* Materials provided *
********
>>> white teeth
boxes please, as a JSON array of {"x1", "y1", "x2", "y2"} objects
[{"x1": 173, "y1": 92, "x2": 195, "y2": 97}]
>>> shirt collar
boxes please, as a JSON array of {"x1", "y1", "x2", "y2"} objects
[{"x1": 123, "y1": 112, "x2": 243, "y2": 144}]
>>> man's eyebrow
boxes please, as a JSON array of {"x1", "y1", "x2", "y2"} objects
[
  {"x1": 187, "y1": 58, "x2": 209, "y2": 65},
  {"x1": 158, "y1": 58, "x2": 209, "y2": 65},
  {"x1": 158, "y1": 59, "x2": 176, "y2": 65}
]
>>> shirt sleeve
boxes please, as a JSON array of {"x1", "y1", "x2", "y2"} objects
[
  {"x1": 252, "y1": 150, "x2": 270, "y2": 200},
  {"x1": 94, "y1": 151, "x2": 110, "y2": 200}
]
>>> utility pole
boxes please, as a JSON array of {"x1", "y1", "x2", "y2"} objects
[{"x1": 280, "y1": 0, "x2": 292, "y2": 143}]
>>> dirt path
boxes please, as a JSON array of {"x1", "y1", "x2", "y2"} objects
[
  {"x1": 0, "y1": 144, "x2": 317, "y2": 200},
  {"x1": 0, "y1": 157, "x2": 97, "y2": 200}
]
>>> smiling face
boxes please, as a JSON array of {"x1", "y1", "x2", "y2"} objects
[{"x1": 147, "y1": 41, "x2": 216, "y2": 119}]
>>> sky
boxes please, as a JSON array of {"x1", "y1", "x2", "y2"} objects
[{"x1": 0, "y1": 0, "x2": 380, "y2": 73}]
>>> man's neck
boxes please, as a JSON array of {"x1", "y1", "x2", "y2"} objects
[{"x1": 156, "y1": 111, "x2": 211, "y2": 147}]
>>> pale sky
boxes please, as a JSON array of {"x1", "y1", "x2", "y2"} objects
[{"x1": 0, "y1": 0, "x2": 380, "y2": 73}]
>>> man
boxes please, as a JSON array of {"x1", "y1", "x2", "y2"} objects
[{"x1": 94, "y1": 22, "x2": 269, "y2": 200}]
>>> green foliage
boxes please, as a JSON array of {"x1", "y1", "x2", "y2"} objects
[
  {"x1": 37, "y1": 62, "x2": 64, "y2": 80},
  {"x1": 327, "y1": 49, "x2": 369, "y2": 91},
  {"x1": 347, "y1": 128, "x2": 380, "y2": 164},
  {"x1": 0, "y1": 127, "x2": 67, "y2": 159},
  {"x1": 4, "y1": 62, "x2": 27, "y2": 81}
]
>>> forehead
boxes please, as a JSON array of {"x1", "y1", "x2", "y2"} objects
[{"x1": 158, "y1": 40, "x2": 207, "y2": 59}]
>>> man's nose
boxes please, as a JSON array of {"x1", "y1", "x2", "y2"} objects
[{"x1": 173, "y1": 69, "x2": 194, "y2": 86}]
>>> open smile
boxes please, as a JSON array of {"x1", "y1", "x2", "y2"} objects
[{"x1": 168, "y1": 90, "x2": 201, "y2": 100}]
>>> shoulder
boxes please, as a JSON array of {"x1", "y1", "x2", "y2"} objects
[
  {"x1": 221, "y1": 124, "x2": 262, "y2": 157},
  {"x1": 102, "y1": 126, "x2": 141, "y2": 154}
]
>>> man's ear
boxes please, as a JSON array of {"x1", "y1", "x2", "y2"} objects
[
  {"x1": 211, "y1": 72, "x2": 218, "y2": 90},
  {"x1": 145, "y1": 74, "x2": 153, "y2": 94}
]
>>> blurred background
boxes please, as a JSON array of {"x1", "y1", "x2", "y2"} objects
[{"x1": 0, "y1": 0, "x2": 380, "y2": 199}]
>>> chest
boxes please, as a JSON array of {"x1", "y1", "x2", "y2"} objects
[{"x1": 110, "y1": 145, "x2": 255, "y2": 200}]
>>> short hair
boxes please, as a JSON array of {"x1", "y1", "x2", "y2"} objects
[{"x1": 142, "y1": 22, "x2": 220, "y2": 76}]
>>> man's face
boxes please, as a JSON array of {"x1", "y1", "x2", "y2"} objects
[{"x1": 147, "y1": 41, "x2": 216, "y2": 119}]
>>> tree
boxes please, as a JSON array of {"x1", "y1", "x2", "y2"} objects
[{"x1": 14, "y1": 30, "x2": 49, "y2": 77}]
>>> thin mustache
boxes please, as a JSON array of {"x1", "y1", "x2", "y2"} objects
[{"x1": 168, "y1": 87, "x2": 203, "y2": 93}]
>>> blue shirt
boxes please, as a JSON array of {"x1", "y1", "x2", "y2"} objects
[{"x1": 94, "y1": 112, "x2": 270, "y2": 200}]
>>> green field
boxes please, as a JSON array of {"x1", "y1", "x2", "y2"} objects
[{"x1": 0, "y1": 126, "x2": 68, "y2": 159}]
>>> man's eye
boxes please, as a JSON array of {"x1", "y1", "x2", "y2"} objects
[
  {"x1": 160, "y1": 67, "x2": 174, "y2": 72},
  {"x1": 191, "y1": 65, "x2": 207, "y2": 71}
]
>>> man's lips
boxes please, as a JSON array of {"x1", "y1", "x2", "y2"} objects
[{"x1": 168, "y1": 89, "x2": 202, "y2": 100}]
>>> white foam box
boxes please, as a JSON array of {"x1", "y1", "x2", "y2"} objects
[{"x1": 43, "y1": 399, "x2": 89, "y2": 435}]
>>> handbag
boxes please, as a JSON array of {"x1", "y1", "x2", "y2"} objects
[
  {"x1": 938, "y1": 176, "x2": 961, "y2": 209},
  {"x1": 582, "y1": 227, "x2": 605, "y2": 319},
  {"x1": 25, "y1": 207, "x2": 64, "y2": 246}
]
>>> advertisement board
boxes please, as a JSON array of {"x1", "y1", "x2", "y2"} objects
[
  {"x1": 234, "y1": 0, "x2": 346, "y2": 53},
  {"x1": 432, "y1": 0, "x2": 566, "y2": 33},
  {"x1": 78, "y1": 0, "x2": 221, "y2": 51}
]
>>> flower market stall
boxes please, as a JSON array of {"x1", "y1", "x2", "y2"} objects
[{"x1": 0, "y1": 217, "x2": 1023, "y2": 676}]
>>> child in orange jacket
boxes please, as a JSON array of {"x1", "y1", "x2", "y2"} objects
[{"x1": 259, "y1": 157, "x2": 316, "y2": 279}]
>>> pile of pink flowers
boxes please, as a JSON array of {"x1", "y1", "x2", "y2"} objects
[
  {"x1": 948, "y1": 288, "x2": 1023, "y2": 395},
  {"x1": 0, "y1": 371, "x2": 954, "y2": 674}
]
********
* Exercise details *
Copy each item above line for line, with no changes to any of them.

* Response to this task *
>>> white teeth
boxes please, as a JSON array of {"x1", "y1", "x2", "y2"} objects
[{"x1": 173, "y1": 92, "x2": 195, "y2": 97}]
>>> shirt collar
boxes please, as a JSON array of {"x1", "y1", "x2", "y2"} objects
[{"x1": 123, "y1": 112, "x2": 243, "y2": 144}]
>>> man's eyebrow
boxes please, as a JSON array of {"x1", "y1", "x2", "y2"} objects
[
  {"x1": 187, "y1": 58, "x2": 209, "y2": 65},
  {"x1": 158, "y1": 58, "x2": 209, "y2": 65},
  {"x1": 158, "y1": 59, "x2": 176, "y2": 65}
]
>>> shirt sleeve
boxes please, as a JSON array of {"x1", "y1", "x2", "y2"} objects
[
  {"x1": 252, "y1": 150, "x2": 270, "y2": 200},
  {"x1": 94, "y1": 151, "x2": 110, "y2": 200}
]
>>> utility pole
boxes please, as a JSON array of {"x1", "y1", "x2", "y2"} objects
[{"x1": 280, "y1": 0, "x2": 292, "y2": 143}]
>>> dirt path
boxes please, as a JSON array of {"x1", "y1", "x2", "y2"} objects
[
  {"x1": 0, "y1": 144, "x2": 317, "y2": 200},
  {"x1": 0, "y1": 157, "x2": 97, "y2": 200}
]
>>> smiling face
boxes please, as a JSON array of {"x1", "y1", "x2", "y2"} objects
[{"x1": 147, "y1": 41, "x2": 216, "y2": 119}]
>>> sky
boxes please, as a JSON array of {"x1", "y1", "x2", "y2"} objects
[{"x1": 0, "y1": 0, "x2": 380, "y2": 73}]
>>> man's neck
boxes please, as a JSON array of {"x1", "y1", "x2", "y2"} objects
[{"x1": 156, "y1": 111, "x2": 211, "y2": 147}]
>>> pale sky
boxes please, as a JSON array of {"x1", "y1", "x2", "y2"} objects
[{"x1": 0, "y1": 0, "x2": 380, "y2": 73}]
>>> man
boxes please, as a JSON array of {"x1", "y1", "x2", "y2"} objects
[{"x1": 94, "y1": 22, "x2": 269, "y2": 200}]
>>> green foliage
boxes please, as a JSON array of {"x1", "y1", "x2", "y2"} objects
[
  {"x1": 37, "y1": 62, "x2": 64, "y2": 80},
  {"x1": 327, "y1": 49, "x2": 369, "y2": 91},
  {"x1": 347, "y1": 128, "x2": 380, "y2": 164},
  {"x1": 0, "y1": 127, "x2": 67, "y2": 159},
  {"x1": 4, "y1": 62, "x2": 27, "y2": 81}
]
>>> forehead
boxes please, as a JSON array of {"x1", "y1", "x2", "y2"} objects
[{"x1": 158, "y1": 40, "x2": 207, "y2": 59}]
>>> man's nose
boxes please, as a JSON array of {"x1", "y1", "x2", "y2"} objects
[{"x1": 173, "y1": 69, "x2": 194, "y2": 86}]
>>> open smile
boxes please, as a JSON array of {"x1", "y1", "x2", "y2"} objects
[{"x1": 168, "y1": 90, "x2": 201, "y2": 100}]
>>> shoulder
boxes please, as a JSON array of {"x1", "y1", "x2", "y2"} objects
[
  {"x1": 221, "y1": 124, "x2": 262, "y2": 157},
  {"x1": 102, "y1": 126, "x2": 141, "y2": 154}
]
>>> man's ear
boxes please, as a JSON array of {"x1", "y1", "x2", "y2"} objects
[
  {"x1": 211, "y1": 72, "x2": 218, "y2": 90},
  {"x1": 145, "y1": 74, "x2": 153, "y2": 94}
]
>>> blurred background
boxes please, as a JSON array of {"x1", "y1", "x2", "y2"} objects
[{"x1": 0, "y1": 0, "x2": 380, "y2": 199}]
>>> chest
boxes please, as a JSON array of {"x1", "y1", "x2", "y2"} objects
[{"x1": 110, "y1": 145, "x2": 255, "y2": 200}]
>>> short hair
boxes please, as a JSON array of {"x1", "y1", "x2", "y2"} objects
[{"x1": 142, "y1": 22, "x2": 220, "y2": 76}]
>>> man's face
boxes please, as a JSON array of {"x1", "y1", "x2", "y2"} objects
[{"x1": 147, "y1": 41, "x2": 216, "y2": 119}]
>>> tree
boxes please, as a JSON array of {"x1", "y1", "x2", "y2"} objects
[{"x1": 14, "y1": 30, "x2": 49, "y2": 77}]
>>> thin mustache
boxes please, as a JSON array of {"x1", "y1", "x2", "y2"} objects
[{"x1": 168, "y1": 87, "x2": 203, "y2": 93}]
>>> blue shirt
boxes please, as a JSON array of {"x1", "y1", "x2", "y2"} objects
[{"x1": 94, "y1": 112, "x2": 270, "y2": 200}]
>>> green field
boxes please, as a JSON array of {"x1", "y1", "x2", "y2"} objects
[{"x1": 0, "y1": 126, "x2": 68, "y2": 159}]
>>> man's eye
boxes please, as a JSON array of {"x1", "y1", "x2", "y2"} objects
[
  {"x1": 160, "y1": 67, "x2": 174, "y2": 72},
  {"x1": 191, "y1": 65, "x2": 207, "y2": 71}
]
>>> man's lips
boxes please, as a JSON array of {"x1", "y1", "x2", "y2"} objects
[{"x1": 168, "y1": 89, "x2": 202, "y2": 100}]
>>> white foam box
boxes please, as a JSON array of {"x1", "y1", "x2", "y2"} objects
[{"x1": 43, "y1": 399, "x2": 89, "y2": 435}]
>>> handbag
boxes please, as a JSON array of {"x1", "y1", "x2", "y2"} objects
[
  {"x1": 938, "y1": 176, "x2": 961, "y2": 209},
  {"x1": 582, "y1": 227, "x2": 605, "y2": 319},
  {"x1": 25, "y1": 207, "x2": 64, "y2": 246}
]
>>> advertisement board
boxes please, as a JSON array of {"x1", "y1", "x2", "y2"} objects
[
  {"x1": 234, "y1": 0, "x2": 346, "y2": 53},
  {"x1": 432, "y1": 0, "x2": 566, "y2": 33},
  {"x1": 78, "y1": 0, "x2": 221, "y2": 51}
]
>>> flower market stall
boxes please, as a JSON array of {"x1", "y1", "x2", "y2"} objects
[{"x1": 0, "y1": 217, "x2": 1023, "y2": 676}]
>>> child in orange jacket
boxes please, as a JSON array of {"x1", "y1", "x2", "y2"} objects
[{"x1": 259, "y1": 157, "x2": 316, "y2": 279}]
>>> pile of pink flowers
boxes please, as a JSON array of {"x1", "y1", "x2", "y2"} objects
[
  {"x1": 948, "y1": 288, "x2": 1023, "y2": 395},
  {"x1": 0, "y1": 371, "x2": 954, "y2": 674}
]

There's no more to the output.